#### Extrait fourni

Dans le Maine-et-Loire comme ailleurs, la sécurité sociale de l’alimentation est une utopie en construction

par | 25 Juin 2024 | 07-2024, Alimentation

Et si notre alimentation relevait d’une sécurité sociale au même titre que la santé ? En France, une dizaine de villes expérimente déjà des embryons de sécurité sociale de l’alimentation. À Cholet (Maine-et-Loire), des citoyens (essentiellement membres de l’opposition municipale de gauche) se réunissent pour faire avancer l’idée de l’accès pour tous à une alimentation de qualité et d’un revenu digne pour ceux qui la produisent.

C’est un vendredi soir studieux dans la salle de la Bruyère à Cholet (Maine-et-Loire). En ce dernier jour de mai, quatorze personnes ont répondu à l’appel de l’association Communs communes du Choletais, créée au lendemain des élections municipales de 2021 par le groupe d’opposition Avec vous ! Uni.e.s à gauche.

Après une conférence gesticulée de l’agronome Mathieu Dalmais, intitulée De la fourche à la fourchette… Non ! L’inverse !!, organisée mi-avril, les participants planchent une nouvelle fois sur la question de la sécurité sociale de l’alimentation (SSA). « C’est un sujet intéressant dans un contexte d’inflation », euphémise Hugues, 37 ans, l’un des rares à ne pas être engagé dans l’un des groupes d’opposition municipale.

Une quinzaine de personnes se sont réunies à Cholet (Maine-et-Loire) pour lancer un projet de sécurité sociale de l'alimentation. @Crédit photo : Maxime Pionneau
Une quinzaine de personnes se sont réunies à Cholet (Maine-et-Loire) pour lancer un projet de sécurité sociale de l’alimentation. @Crédit photo : Maxime Pionneau

« L’accès à l’alimentation de qualité est un droit »

########

_Objectifs_.
1. Affiche chacune des lignes des entrées qui contient le mot « etched ».
2. Poursuis la rédaction de l'article sur la sécurité sociale de l'alimentation à la suite de sa dernière phrase.
L'article sur la sécurité sociale de l'alimentation et les entrées n'ont pas la même origine.

#### Entrées d'origine

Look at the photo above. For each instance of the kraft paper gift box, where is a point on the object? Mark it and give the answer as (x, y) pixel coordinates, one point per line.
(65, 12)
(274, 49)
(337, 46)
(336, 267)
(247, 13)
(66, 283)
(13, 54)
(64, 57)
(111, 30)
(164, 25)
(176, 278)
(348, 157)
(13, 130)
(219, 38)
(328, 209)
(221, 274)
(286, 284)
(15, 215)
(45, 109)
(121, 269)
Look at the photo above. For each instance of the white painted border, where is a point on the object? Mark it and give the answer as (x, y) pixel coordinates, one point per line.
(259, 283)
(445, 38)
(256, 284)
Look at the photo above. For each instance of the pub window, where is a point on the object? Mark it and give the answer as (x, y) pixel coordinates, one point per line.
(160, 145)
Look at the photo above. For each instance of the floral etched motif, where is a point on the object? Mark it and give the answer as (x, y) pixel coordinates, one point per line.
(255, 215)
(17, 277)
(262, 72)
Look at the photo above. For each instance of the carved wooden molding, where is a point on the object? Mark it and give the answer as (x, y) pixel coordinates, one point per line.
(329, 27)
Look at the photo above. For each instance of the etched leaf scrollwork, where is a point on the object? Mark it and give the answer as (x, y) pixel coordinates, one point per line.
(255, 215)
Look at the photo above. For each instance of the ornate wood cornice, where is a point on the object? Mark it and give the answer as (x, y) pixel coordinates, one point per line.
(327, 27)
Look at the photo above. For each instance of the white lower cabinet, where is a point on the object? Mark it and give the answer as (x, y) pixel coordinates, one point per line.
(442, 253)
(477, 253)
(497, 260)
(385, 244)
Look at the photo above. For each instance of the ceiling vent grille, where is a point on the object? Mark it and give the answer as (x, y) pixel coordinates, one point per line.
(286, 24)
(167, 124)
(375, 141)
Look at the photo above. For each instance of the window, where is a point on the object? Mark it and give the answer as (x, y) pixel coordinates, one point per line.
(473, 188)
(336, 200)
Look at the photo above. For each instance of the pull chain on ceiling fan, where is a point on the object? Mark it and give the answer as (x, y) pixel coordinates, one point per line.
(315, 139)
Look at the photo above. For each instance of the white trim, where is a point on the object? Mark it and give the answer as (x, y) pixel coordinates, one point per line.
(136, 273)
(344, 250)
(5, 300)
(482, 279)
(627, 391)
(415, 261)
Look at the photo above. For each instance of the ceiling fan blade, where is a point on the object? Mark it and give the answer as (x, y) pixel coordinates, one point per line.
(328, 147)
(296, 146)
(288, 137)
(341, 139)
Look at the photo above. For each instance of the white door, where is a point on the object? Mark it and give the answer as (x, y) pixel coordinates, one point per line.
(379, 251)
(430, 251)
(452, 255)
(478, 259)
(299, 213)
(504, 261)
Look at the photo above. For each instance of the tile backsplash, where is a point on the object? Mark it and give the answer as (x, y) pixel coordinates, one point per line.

########

_Résultats obtenus_.
1.
Look at the photo above. For each instance of the floral etched motif, where is a point on the object? Mark it and give the answer as (x, y) pixel coordinates, one point per line.
Look at the photo above. For each instance of the etched leaf scrollwork, where is a point on the object? Mark it and give the answer as (x, y) pixel coordinates, one point per line.

2.
« L’accès à l’alimentation de qualité est un droit et ce n’est jamais posé en ces termes », expose Élisabeth Allain, membre de cette sorte de think tank citoyen comptant une dizaine de membres. « Il y a de plus en plus de personnes qui ont recours à l’aide alimentaire. [La sécurité sociale de l’alimentation] est une idée qui traverse des tas de domaines : la production, la distribution, la consommation… »

Selon l’Insee, il y aurait, en 2021, entre 3,2 et 3,5 millions de bénéficiaires d’une aide alimentaire apportée par les associations. Un rapport de la Banque alimentaire de février 2023 rappelle que son nombre de bénéficiaires est passé de 820 000 personnes en 2011 à 2,4 millions fin 2022. « Depuis 2008, les différentes crises économiques et sanitaires se sont traduites par cette “marée lente” du recours à l’aide alimentaire qui n’a jamais refluée », lit-on.

« Transformer radicalement le système de production »

Dans la petite salle municipale, ça se met au travail. « La sécurité sociale de l’alimentation a les mêmes bases que la sécurité sociale tout court », contextualise Élisabeth Allain à la petite assemblée qui a sorti trousses et blocs-notes. À ses côtés, Kévin Certenais note un premier thème de réflexion sur lequel les participants, répartis en trois groupes, doivent plancher : « Comment nous portons cette idée de la sécurité sociale de l’alimentation ? »

Co-auteur avec Laura Petersell d’un ouvrage intitulé Régime Général. Pour une Sécurité sociale de l’alimentation, cet ex-candidat aux législatives pour La France insoumise et membre de l’association d’éducation populaire Réseau Salariat précise : « L’objectif, c’est de transformer radicalement le système de production sur toute la filière de l’alimentation. […] L’alimentation est un sujet qui permet de s’attaquer aux rapports d’exploitation et de domination. »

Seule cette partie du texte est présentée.